Text passage:

On 6/17/26 03:15, [email protected] wrote:
> From: Vitaly Prosyak <[email protected]>
> 
> Add ddev->filelist_mutex as level 7 in the lockdep hierarchy, between
> reset_lock (level 6) and srbm_mutex (now level 8). This teaches lockdep
> the correct ordering for filelist_mutex relative to other amdgpu locks.
> 
> The ordering evidence comes from the GPU reset path: gpu_recover() holds
> reset_domain->sem (write) and calls amdgpu_device_eventfd_signal_gpu_reset()
> which acquires filelist_mutex to iterate the DRM file list and signal
> eventfds. This places filelist_mutex inner to reset_domain->sem.

Yeah I'm not sure if that is correct or not. That's why I asked.

Records provided:
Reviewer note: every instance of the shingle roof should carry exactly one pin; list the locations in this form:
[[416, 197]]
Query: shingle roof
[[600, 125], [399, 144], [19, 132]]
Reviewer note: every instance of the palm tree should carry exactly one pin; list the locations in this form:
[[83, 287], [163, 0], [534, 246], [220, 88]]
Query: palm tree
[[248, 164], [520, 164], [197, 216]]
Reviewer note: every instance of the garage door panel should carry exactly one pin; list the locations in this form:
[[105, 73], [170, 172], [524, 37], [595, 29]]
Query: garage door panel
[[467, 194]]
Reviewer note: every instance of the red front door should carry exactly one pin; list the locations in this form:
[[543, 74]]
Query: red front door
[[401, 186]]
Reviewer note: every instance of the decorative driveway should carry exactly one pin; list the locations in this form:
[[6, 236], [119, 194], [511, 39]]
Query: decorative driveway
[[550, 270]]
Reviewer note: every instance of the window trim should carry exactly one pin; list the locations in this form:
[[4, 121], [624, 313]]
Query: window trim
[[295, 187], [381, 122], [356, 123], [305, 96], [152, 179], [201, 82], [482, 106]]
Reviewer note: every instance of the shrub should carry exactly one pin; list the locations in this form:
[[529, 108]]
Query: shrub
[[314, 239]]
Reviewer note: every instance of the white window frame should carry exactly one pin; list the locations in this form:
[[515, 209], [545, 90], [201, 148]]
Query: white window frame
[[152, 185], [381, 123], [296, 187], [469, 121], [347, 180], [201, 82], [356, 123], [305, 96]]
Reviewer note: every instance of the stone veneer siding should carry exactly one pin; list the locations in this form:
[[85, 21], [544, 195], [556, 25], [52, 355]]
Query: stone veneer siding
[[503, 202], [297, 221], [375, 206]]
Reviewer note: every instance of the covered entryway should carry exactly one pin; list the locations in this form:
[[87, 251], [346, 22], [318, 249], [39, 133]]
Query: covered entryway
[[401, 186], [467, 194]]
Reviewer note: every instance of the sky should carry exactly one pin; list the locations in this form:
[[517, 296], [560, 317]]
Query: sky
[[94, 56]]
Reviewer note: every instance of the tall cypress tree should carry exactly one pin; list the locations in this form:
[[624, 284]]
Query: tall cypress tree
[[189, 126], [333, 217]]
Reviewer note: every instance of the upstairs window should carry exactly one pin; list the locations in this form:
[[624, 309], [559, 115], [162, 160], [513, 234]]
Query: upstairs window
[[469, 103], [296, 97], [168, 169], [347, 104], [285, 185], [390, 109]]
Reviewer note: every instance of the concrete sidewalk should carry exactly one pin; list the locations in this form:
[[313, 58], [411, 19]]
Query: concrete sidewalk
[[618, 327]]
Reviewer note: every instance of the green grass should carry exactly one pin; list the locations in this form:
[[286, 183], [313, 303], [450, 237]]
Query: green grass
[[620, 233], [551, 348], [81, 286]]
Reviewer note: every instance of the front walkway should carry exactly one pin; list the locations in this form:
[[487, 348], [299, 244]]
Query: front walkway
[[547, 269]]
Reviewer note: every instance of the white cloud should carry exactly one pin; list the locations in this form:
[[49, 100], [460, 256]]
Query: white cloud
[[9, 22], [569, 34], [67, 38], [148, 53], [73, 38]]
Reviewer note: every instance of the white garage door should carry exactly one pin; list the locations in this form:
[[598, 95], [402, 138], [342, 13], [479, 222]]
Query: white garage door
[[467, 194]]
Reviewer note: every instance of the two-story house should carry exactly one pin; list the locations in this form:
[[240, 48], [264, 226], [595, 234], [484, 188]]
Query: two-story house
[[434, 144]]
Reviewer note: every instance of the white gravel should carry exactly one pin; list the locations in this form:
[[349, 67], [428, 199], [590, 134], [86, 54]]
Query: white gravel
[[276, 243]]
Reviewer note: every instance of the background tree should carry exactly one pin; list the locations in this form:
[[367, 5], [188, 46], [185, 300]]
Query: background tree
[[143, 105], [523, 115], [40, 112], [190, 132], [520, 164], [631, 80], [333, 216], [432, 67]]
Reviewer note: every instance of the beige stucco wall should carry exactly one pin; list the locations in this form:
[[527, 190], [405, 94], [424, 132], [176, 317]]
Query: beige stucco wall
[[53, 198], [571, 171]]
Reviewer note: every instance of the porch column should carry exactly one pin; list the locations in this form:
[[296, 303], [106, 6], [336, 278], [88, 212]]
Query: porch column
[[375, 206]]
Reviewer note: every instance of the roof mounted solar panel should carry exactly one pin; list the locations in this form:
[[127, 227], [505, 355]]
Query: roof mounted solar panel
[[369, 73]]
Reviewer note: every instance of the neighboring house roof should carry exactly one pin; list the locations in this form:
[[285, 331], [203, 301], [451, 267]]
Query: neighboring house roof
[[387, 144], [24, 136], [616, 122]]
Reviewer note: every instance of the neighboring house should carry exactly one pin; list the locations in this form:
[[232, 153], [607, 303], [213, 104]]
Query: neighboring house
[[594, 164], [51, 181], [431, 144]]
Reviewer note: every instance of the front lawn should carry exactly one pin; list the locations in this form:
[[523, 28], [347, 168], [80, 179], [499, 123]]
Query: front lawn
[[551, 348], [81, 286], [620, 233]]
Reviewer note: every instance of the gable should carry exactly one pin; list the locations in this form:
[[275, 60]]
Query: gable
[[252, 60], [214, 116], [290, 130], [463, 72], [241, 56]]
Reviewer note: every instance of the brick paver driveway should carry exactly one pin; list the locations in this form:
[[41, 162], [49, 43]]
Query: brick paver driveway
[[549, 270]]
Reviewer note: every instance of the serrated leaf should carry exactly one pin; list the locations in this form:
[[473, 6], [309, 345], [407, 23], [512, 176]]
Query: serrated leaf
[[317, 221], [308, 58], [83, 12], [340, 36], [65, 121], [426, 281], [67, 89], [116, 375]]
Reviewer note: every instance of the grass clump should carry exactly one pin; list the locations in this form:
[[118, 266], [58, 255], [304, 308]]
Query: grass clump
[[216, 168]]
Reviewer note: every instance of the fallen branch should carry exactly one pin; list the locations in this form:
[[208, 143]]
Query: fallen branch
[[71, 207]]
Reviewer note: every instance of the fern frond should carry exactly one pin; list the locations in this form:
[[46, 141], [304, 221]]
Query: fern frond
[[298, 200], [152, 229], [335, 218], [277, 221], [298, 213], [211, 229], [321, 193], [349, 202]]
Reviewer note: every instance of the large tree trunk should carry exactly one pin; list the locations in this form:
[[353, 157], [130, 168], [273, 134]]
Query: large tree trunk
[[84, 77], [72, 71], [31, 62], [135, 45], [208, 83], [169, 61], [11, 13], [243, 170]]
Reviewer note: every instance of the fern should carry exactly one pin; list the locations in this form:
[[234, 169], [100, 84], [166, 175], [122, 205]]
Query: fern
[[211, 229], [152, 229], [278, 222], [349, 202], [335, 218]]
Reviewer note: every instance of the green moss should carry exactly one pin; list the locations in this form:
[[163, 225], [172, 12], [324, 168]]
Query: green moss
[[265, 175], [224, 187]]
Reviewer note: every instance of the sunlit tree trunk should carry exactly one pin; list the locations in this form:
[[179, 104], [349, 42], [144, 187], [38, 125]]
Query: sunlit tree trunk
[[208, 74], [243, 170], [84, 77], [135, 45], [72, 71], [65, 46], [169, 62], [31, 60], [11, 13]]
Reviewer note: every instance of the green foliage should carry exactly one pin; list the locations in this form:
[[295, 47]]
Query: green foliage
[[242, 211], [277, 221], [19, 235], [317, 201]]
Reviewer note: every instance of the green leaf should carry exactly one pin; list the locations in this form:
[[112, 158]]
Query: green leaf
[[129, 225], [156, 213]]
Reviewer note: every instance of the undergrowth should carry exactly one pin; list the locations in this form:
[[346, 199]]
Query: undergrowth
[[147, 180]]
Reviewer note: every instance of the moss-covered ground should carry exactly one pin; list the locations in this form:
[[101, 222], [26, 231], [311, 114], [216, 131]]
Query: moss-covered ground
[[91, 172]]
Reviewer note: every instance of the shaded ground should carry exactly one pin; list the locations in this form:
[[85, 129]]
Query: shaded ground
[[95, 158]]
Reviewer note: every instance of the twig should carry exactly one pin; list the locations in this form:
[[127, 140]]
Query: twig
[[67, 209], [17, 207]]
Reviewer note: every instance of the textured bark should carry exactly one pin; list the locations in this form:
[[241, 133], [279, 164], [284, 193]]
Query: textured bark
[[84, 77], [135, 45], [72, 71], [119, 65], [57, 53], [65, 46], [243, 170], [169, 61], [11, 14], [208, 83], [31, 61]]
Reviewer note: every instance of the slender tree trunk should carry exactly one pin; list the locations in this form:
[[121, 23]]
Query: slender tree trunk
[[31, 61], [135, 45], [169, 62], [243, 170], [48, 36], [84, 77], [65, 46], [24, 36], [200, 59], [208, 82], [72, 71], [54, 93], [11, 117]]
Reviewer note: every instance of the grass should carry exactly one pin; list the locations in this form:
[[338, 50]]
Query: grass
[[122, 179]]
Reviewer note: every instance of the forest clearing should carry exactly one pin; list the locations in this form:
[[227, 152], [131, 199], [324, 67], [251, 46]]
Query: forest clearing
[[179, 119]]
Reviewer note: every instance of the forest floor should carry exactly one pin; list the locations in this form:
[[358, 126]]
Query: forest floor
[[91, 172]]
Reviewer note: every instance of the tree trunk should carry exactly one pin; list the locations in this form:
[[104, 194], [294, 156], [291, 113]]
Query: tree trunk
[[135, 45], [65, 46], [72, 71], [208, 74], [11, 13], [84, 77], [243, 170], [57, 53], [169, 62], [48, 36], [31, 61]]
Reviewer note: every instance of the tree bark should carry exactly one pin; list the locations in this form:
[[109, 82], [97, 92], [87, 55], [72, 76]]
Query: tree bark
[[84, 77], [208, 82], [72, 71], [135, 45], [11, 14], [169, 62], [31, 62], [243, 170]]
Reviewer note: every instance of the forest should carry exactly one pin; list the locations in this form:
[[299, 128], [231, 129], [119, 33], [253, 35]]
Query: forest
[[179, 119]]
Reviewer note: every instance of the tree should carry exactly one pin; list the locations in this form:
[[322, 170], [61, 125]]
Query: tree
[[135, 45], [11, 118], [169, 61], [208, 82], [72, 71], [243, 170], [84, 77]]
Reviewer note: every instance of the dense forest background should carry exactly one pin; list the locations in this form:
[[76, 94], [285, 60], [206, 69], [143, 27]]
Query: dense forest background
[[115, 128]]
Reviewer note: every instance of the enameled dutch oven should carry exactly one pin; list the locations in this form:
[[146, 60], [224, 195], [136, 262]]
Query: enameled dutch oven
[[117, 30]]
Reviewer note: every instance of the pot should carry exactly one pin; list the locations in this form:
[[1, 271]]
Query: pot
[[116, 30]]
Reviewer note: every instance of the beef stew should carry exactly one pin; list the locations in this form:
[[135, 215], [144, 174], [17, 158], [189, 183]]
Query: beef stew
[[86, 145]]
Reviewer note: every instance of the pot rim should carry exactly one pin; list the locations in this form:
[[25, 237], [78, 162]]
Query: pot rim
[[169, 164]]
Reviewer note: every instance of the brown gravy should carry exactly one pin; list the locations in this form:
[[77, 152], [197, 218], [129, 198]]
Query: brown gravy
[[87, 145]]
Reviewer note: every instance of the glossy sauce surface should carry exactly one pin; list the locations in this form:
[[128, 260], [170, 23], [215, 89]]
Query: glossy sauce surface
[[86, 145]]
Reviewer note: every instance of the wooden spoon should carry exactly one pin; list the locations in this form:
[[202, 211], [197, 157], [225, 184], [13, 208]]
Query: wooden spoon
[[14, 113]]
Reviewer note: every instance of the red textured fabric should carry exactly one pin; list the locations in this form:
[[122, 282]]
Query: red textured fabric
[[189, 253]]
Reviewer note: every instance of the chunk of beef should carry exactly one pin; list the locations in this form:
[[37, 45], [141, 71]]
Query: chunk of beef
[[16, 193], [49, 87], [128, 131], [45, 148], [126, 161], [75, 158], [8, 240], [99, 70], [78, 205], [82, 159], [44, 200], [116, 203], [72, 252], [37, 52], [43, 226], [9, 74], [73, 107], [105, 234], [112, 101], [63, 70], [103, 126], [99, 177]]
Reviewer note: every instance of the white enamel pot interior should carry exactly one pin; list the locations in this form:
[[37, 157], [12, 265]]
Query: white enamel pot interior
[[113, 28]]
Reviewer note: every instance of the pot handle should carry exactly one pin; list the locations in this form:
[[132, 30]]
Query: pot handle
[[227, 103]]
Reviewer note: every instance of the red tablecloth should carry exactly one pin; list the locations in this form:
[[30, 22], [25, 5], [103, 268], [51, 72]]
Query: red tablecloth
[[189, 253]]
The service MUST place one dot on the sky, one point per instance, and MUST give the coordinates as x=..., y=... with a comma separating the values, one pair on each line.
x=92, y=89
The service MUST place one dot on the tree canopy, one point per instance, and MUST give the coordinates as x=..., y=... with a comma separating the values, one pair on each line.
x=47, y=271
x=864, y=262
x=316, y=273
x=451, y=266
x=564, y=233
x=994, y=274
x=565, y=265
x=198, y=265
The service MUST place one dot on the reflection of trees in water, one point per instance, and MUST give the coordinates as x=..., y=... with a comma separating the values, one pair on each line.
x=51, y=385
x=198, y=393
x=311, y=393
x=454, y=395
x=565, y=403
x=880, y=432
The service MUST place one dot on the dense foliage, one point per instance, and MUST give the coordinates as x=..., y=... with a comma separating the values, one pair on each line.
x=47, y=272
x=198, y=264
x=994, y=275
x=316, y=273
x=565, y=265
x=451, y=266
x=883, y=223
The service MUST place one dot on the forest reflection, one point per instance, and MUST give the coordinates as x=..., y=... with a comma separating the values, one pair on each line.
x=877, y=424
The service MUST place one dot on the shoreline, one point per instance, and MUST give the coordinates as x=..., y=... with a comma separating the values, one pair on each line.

Goal: Reproduce in full, word for word, the mailing-list reply above about adding filelist_mutex to the lockdep hierarchy.

Complete response:
On 6/17/26 03:15, [email protected] wrote:
> From: Vitaly Prosyak <[email protected]>
> 
> Add ddev->filelist_mutex as level 7 in the lockdep hierarchy, between
> reset_lock (level 6) and srbm_mutex (now level 8). This teaches lockdep
> the correct ordering for filelist_mutex relative to other amdgpu locks.
> 
> The ordering evidence comes from the GPU reset path: gpu_recover() holds
> reset_domain->sem (write) and calls amdgpu_device_eventfd_signal_gpu_reset()
> which acquires filelist_mutex to iterate the DRM file list and signal
> eventfds. This places filelist_mutex inner to reset_domain->sem.

Yeah I'm not sure if that is correct or not. That's why I asked.